→ SELECTED PASSAGE
************
Sunday, 25 September 2011

Chicken of Fate

Sometimes I read about people finding a "Chicken of Fate".  This is a chicken who suddenly appears or is found abandoned.    


We've now had our own "Chicken of Fate", but it's made me quite angry on her behalf.


DH came home yesterday from seeing to the chickens at the allotment.   He told me we somehow had acquired an extra chicken.    Our allotment is surrounded by Heras fencing,  and there is electric fencing around that.  No way could a bird find it's own way in.


It was in the pen with the young dinner girls, and we guessed that either someone had found a chicken wandering around the allotment, assumed it was ours, and lobbed her in;  or someone had an unwanted chicken and had dumped it in with ours.  At this stage DH wasn't sure if it was a very young pullet or a young cockerel,  the bird was quite upright and he wasn't able to catch it to look.


Today I went down to have a look-see.  It looks to me like a very young hybrid pullet.   Enquiries are continuing, and rumours were circulating,  about where she had come from.     It sounds like our assumption that she had been dumped was correct and, apparently, she had been removed from her own flock because the others were picking on her.  I don't want to give any more details than that.
************
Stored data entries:

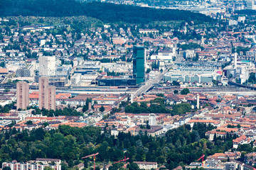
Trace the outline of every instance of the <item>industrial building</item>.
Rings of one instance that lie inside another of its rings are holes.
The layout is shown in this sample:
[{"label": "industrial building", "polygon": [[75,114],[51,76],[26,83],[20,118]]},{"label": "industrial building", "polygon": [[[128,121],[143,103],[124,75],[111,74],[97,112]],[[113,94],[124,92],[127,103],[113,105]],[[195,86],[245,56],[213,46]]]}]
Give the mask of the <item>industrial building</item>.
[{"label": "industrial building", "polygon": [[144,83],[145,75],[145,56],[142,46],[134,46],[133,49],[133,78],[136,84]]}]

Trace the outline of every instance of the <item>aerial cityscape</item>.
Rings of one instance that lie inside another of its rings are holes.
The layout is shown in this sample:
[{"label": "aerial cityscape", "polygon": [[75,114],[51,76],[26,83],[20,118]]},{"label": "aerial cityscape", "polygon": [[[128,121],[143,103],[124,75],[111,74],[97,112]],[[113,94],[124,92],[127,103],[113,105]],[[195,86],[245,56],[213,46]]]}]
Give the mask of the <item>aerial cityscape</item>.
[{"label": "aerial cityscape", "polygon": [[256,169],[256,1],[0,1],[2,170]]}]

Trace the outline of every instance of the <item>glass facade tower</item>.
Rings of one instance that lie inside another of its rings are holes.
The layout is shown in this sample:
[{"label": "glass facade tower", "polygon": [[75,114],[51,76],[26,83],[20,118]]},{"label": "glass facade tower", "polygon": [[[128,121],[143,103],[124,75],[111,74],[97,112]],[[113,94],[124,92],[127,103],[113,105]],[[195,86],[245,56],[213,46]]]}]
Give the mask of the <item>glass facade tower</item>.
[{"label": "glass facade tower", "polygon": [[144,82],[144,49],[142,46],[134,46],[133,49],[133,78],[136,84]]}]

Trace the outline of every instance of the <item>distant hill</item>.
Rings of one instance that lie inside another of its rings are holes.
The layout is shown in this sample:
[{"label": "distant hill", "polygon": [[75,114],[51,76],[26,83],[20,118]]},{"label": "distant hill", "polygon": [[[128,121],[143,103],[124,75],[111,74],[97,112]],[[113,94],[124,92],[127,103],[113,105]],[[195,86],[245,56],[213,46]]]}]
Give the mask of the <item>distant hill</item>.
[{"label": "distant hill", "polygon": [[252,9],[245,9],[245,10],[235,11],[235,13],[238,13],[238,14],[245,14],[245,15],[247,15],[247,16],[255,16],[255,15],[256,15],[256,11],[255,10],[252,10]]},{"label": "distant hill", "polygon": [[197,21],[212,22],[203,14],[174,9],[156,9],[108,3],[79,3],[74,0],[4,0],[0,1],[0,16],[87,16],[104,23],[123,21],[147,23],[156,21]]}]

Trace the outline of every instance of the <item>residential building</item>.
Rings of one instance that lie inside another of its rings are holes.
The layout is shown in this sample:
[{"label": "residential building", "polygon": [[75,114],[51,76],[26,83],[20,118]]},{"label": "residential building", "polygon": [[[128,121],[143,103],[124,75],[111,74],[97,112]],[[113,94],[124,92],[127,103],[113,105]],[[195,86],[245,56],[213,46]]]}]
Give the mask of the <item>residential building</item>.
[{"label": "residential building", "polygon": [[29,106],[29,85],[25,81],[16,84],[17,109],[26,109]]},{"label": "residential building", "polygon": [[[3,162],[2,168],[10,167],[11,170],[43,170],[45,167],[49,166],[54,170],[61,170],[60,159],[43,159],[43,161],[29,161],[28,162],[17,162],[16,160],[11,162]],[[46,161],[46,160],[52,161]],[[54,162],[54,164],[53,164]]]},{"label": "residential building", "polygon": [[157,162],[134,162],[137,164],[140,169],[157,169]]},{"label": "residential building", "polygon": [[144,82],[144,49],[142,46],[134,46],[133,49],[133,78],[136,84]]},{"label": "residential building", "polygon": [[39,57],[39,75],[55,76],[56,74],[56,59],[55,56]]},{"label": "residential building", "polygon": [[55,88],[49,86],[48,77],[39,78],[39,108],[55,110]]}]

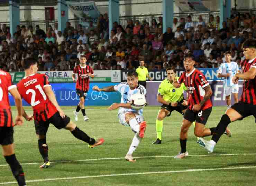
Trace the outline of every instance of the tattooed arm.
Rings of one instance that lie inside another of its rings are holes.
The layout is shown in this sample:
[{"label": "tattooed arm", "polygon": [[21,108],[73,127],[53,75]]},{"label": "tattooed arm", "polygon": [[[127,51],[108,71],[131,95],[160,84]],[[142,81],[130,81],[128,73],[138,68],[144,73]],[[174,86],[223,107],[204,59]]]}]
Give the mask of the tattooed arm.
************
→ TASKS FOR THIS EXERCISE
A – Reproduce the chicken blog post from "Sometimes I read" up to and including "it to look.".
B – According to the chicken blog post, what kinds of fencing surround the allotment?
C – Pick up the blog post about the abandoned chicken after its final sentence and continue writing it.

→ WRITTEN ANSWERS
A –
Sometimes I read about people finding a "Chicken of Fate".  This is a chicken who suddenly appears or is found abandoned.    


We've now had our own "Chicken of Fate", but it's made me quite angry on her behalf.


DH came home yesterday from seeing to the chickens at the allotment.   He told me we somehow had acquired an extra chicken.    Our allotment is surrounded by Heras fencing,  and there is electric fencing around that.  No way could a bird find it's own way in.


It was in the pen with the young dinner girls, and we guessed that either someone had found a chicken wandering around the allotment, assumed it was ours, and lobbed her in;  or someone had an unwanted chicken and had dumped it in with ours.  At this stage DH wasn't sure if it was a very young pullet or a young cockerel,  the bird was quite upright and he wasn't able to catch it to look.

B – The allotment is surrounded by Heras fencing, with electric fencing around that.

C –
I can't tell you how angry this made me.   The poor pullet was being picked on, so they "saved" her by dumping her in with another load of chickens!  The stupid idiots that did this obviously have no idea about chicken keeping.    It's a damn good job they didn't lob her in with our breeding flock - they are all old matriarchs, and it's likely she would have been mortally injured.   

It's a damn good job they didn't lob her in with the 3 remaining young cockerels.  On the occasions a cockerel has got in amongst the breeding girls, he has caused a whole heap of trouble, treading everythig in sight and being really rough with it. Just in the few minutes on the loose with the Big Girls has resulted in torn combs and feather stripping.  The thought of 1 poor girl being trapped with 3 hormonal boys just doesn't bear thinking about - she is likely to have been mortally injured.  

Even in with the young girls isn't great.  They aren't chasing her, but they do peck her if she comes close.  We'll need to make sure she gets a chance to feed and drink.

What a stupid, stupid thing to do.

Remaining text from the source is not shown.